_Given exercise_
Could you write out the records again, every line included, starting with the line with "If you could tag every instance of the window with" and going on through the line with "point(76, 53)", adding -120 to each coordinate in the answer points while leaving the sample points in the requests unchanged?

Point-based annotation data
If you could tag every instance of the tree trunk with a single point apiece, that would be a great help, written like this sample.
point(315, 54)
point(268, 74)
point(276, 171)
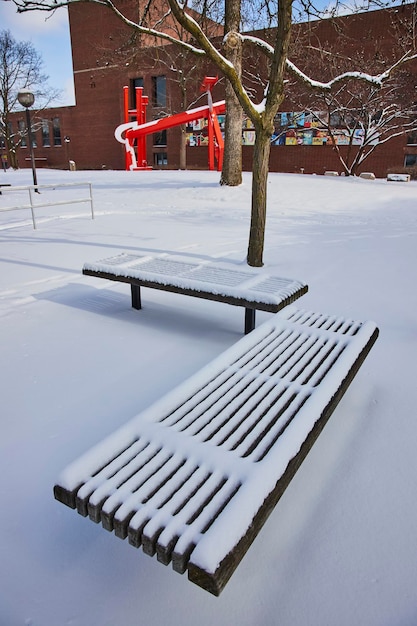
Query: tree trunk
point(259, 185)
point(232, 159)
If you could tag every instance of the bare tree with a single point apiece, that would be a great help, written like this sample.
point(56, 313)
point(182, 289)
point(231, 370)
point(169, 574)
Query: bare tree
point(356, 117)
point(232, 162)
point(20, 68)
point(261, 113)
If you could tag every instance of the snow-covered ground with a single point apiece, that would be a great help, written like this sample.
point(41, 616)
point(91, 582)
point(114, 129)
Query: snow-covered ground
point(77, 362)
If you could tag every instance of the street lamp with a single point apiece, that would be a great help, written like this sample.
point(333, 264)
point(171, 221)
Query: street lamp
point(26, 99)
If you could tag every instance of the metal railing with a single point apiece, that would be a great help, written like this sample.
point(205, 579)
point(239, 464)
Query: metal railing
point(35, 204)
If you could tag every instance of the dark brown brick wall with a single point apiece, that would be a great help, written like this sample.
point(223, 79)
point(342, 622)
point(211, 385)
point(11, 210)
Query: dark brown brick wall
point(100, 74)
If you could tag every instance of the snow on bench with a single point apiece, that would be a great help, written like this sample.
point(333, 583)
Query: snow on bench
point(252, 288)
point(194, 477)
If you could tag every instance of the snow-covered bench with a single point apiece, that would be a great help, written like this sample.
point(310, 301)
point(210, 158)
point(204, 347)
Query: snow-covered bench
point(252, 288)
point(194, 477)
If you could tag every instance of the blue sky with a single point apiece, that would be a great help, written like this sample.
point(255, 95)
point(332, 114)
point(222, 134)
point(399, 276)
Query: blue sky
point(50, 36)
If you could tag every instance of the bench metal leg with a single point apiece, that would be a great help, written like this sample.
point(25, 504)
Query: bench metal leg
point(136, 301)
point(249, 320)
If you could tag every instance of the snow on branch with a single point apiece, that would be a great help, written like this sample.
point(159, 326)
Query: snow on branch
point(377, 80)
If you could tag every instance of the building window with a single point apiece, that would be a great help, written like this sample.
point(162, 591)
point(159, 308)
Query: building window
point(23, 133)
point(56, 131)
point(136, 82)
point(160, 158)
point(46, 138)
point(160, 138)
point(412, 138)
point(159, 92)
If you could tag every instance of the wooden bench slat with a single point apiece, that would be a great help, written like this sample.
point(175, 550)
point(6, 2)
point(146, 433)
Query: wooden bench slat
point(193, 478)
point(252, 288)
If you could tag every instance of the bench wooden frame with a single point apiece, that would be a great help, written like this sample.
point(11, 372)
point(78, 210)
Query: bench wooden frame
point(252, 288)
point(194, 477)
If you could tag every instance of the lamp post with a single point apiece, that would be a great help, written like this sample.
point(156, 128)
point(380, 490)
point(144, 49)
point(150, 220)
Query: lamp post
point(26, 99)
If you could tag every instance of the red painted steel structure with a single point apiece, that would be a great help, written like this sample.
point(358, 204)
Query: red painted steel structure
point(135, 131)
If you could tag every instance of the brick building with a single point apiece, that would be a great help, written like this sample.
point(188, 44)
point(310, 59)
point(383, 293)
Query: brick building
point(107, 56)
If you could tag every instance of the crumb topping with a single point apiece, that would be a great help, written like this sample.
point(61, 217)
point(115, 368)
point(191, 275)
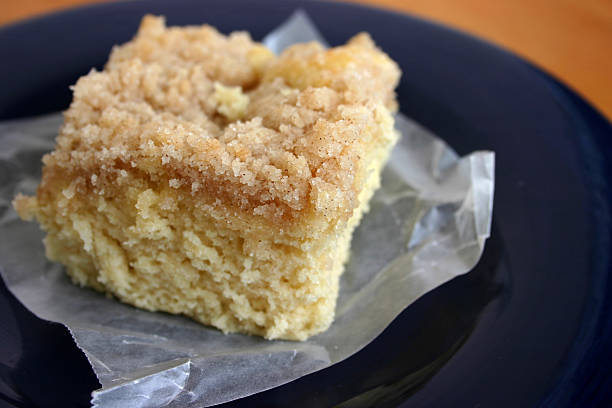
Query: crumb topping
point(221, 116)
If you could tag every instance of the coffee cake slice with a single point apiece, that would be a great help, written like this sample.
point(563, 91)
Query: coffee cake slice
point(199, 174)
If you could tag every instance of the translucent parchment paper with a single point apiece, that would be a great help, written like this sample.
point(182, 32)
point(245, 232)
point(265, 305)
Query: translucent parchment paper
point(427, 224)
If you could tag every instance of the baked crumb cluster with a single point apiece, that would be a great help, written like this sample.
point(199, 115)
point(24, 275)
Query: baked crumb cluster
point(243, 171)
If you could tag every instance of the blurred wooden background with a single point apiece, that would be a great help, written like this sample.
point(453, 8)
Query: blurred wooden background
point(570, 38)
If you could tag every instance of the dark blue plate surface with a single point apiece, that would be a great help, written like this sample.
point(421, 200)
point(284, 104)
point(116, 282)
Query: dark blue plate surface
point(530, 326)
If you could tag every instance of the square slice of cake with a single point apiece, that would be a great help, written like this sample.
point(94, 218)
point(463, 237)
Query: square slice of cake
point(200, 174)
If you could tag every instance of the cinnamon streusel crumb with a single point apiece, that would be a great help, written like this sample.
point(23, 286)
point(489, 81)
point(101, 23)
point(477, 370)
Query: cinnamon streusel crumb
point(200, 174)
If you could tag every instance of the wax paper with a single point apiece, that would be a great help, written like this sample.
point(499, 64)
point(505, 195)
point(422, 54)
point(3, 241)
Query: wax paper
point(427, 224)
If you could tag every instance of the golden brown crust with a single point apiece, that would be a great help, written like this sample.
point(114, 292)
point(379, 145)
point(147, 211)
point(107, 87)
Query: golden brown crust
point(295, 151)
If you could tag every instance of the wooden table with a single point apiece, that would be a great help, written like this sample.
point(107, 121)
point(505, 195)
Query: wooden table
point(572, 39)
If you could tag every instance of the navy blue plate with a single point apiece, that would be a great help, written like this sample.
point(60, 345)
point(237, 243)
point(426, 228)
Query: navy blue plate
point(530, 326)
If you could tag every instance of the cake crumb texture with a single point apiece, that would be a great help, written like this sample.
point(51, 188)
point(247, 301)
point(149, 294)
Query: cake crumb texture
point(200, 174)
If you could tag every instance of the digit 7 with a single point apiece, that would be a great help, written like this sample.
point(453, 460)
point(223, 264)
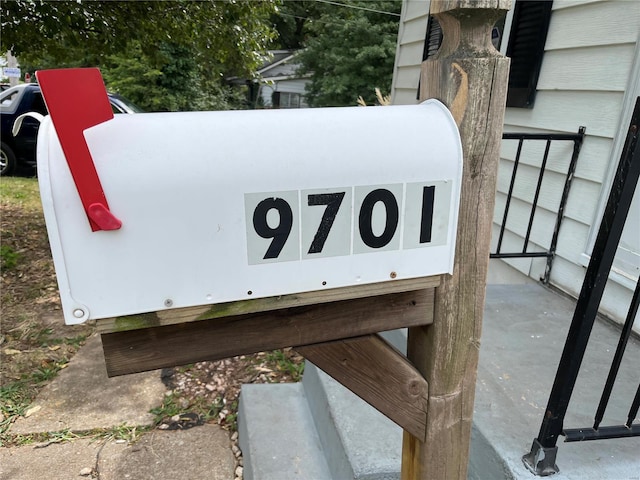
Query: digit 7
point(333, 202)
point(281, 232)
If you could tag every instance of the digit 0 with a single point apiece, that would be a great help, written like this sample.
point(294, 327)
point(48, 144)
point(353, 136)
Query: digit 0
point(365, 219)
point(280, 233)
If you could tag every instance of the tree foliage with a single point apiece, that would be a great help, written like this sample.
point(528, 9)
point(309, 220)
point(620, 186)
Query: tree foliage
point(349, 51)
point(163, 55)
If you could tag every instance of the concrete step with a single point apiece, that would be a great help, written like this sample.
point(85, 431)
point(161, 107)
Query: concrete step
point(523, 335)
point(277, 435)
point(358, 441)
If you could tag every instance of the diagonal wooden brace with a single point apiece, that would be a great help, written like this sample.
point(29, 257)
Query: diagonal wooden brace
point(377, 373)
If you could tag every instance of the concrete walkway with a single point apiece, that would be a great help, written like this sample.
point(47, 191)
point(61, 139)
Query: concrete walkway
point(82, 398)
point(523, 333)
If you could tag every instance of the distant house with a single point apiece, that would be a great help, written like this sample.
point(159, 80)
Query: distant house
point(279, 85)
point(584, 70)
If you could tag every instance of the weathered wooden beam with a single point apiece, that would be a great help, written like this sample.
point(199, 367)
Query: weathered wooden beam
point(219, 310)
point(377, 373)
point(167, 346)
point(470, 77)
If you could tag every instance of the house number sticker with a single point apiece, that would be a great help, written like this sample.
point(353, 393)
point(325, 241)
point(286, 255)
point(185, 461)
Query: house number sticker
point(306, 224)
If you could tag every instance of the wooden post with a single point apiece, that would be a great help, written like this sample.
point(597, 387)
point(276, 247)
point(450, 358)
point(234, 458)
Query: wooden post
point(470, 77)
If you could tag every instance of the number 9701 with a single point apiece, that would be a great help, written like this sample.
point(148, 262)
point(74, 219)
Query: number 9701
point(305, 224)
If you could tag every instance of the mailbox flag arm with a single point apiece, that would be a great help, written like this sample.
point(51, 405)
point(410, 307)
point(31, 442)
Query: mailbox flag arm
point(77, 99)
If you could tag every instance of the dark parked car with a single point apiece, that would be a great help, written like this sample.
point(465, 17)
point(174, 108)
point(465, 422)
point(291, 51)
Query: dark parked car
point(20, 151)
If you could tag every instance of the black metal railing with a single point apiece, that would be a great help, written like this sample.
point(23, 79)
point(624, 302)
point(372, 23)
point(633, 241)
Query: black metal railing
point(549, 254)
point(542, 458)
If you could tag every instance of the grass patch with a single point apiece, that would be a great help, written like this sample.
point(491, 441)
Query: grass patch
point(286, 362)
point(20, 192)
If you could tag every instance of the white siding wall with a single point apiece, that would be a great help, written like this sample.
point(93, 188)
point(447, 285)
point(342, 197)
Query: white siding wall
point(406, 75)
point(588, 63)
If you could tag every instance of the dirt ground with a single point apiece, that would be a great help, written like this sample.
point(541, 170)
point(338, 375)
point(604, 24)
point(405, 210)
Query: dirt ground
point(35, 344)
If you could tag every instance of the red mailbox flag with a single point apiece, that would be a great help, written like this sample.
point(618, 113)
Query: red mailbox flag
point(77, 99)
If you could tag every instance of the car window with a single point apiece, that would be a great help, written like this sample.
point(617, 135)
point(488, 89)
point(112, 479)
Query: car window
point(38, 104)
point(7, 100)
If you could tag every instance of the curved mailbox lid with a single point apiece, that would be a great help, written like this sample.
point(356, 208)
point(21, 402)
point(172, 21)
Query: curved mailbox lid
point(227, 206)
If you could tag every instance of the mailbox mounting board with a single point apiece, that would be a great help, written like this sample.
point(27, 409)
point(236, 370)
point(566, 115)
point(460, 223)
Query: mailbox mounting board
point(228, 206)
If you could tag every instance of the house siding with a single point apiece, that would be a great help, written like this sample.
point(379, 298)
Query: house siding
point(591, 55)
point(406, 75)
point(588, 61)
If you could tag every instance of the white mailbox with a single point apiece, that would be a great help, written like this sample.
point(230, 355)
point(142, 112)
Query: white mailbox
point(226, 206)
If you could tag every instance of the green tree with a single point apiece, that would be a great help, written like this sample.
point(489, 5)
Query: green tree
point(163, 55)
point(349, 51)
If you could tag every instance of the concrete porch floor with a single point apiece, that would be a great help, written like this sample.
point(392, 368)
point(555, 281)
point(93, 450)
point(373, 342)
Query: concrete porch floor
point(524, 331)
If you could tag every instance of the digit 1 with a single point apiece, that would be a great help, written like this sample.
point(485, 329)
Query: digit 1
point(365, 219)
point(333, 202)
point(281, 232)
point(426, 222)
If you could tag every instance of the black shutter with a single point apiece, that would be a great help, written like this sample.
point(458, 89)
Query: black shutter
point(433, 38)
point(275, 99)
point(526, 49)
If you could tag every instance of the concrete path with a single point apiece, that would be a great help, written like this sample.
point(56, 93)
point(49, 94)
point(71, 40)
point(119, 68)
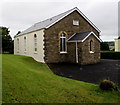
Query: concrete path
point(106, 69)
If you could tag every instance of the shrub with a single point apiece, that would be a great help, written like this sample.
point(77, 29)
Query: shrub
point(110, 55)
point(108, 85)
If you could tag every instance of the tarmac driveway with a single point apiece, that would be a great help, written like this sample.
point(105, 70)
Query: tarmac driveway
point(106, 69)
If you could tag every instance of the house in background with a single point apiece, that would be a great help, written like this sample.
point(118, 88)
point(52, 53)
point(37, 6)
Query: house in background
point(67, 37)
point(117, 44)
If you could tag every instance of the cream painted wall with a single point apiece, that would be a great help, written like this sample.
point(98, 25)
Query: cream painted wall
point(39, 55)
point(117, 45)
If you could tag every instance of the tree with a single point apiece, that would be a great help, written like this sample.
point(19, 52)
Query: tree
point(7, 42)
point(104, 46)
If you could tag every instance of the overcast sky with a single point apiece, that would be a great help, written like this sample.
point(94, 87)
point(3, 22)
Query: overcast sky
point(20, 15)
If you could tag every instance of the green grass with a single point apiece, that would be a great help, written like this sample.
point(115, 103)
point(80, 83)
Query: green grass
point(27, 81)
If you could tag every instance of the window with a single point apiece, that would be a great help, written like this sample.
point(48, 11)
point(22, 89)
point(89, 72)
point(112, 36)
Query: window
point(35, 42)
point(63, 48)
point(76, 22)
point(24, 43)
point(18, 44)
point(91, 46)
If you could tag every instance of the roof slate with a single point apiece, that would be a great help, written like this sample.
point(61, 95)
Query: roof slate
point(49, 22)
point(79, 36)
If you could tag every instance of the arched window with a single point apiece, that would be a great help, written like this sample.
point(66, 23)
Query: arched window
point(18, 44)
point(25, 43)
point(35, 42)
point(63, 48)
point(91, 45)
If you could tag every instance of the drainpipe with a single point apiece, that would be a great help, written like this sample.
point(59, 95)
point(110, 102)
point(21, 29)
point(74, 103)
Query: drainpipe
point(76, 53)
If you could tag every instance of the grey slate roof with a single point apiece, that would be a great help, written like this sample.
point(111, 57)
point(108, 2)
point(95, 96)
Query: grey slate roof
point(49, 22)
point(79, 36)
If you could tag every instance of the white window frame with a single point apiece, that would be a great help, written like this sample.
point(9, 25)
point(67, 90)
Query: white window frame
point(63, 37)
point(25, 44)
point(91, 46)
point(76, 22)
point(18, 44)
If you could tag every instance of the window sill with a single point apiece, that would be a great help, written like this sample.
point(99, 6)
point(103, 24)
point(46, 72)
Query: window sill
point(63, 52)
point(35, 52)
point(91, 52)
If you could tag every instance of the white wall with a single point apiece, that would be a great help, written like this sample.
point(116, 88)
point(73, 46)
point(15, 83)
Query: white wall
point(39, 55)
point(117, 45)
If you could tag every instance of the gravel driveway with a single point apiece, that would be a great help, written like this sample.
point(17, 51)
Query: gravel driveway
point(106, 69)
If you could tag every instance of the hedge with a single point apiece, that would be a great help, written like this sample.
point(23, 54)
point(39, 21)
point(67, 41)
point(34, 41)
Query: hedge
point(110, 55)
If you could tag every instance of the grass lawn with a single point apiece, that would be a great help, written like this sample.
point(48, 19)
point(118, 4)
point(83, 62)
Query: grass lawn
point(27, 81)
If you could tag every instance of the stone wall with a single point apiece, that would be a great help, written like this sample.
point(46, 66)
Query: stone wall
point(51, 38)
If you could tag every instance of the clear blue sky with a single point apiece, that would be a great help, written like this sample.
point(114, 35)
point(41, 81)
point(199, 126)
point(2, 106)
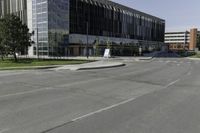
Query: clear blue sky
point(179, 14)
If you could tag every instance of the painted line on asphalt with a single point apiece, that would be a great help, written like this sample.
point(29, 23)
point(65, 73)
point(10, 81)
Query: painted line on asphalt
point(48, 88)
point(103, 109)
point(115, 105)
point(172, 83)
point(4, 130)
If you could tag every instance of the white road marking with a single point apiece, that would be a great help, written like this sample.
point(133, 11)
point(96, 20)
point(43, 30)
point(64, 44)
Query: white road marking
point(114, 105)
point(189, 73)
point(48, 88)
point(103, 109)
point(172, 83)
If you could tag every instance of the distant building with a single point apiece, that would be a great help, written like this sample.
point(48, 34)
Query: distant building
point(186, 40)
point(73, 27)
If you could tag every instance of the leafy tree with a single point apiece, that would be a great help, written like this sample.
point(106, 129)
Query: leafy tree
point(2, 41)
point(15, 34)
point(96, 45)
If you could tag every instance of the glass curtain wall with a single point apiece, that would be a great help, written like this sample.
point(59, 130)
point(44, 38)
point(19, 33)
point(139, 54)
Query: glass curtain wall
point(17, 7)
point(107, 19)
point(40, 26)
point(51, 22)
point(58, 18)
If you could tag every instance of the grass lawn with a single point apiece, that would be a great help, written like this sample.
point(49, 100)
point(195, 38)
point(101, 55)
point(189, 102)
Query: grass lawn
point(35, 62)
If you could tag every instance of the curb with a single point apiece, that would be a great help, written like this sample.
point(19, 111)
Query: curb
point(29, 68)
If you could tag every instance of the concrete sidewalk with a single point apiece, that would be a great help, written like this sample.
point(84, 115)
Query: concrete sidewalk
point(93, 65)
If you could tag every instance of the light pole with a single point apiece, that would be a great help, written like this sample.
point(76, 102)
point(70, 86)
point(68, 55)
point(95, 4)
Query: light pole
point(37, 43)
point(87, 54)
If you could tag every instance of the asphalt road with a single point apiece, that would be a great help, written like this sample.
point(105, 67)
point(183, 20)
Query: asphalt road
point(159, 96)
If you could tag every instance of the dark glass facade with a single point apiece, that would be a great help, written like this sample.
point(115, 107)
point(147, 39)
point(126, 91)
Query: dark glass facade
point(106, 18)
point(58, 26)
point(51, 21)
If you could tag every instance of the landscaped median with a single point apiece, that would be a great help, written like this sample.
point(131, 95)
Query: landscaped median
point(24, 64)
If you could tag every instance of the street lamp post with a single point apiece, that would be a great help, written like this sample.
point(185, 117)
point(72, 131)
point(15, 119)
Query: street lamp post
point(87, 54)
point(37, 43)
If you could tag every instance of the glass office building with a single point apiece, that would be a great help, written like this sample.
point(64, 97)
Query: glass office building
point(17, 7)
point(50, 23)
point(73, 27)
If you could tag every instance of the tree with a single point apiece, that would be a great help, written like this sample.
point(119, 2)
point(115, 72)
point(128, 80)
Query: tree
point(15, 34)
point(96, 45)
point(2, 41)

_Response to this exercise_
If you could tag every instance of the window with a single point apiece, that would be a great help, written like this sample.
point(48, 11)
point(22, 89)
point(89, 72)
point(112, 36)
Query: window
point(-85, -78)
point(-57, -72)
point(-44, -98)
point(-96, -77)
point(-102, -76)
point(-29, -74)
If you could tag every instance of the roof slate with a single point apiece, that would be a great help, written like this sample.
point(61, 95)
Query: roof slate
point(-71, -98)
point(-41, -84)
If you could tag every instance of the arched window with a single point apiece, that would be a great help, written like this sample.
point(66, 23)
Query: arched window
point(-102, -76)
point(-95, -77)
point(-85, -78)
point(-57, -72)
point(-29, -75)
If you could tag every instance of the drainpipe with a single point apiece, that would be a great help, written like this sample.
point(59, 95)
point(110, 102)
point(21, 29)
point(74, 103)
Query: drainpipe
point(-44, -67)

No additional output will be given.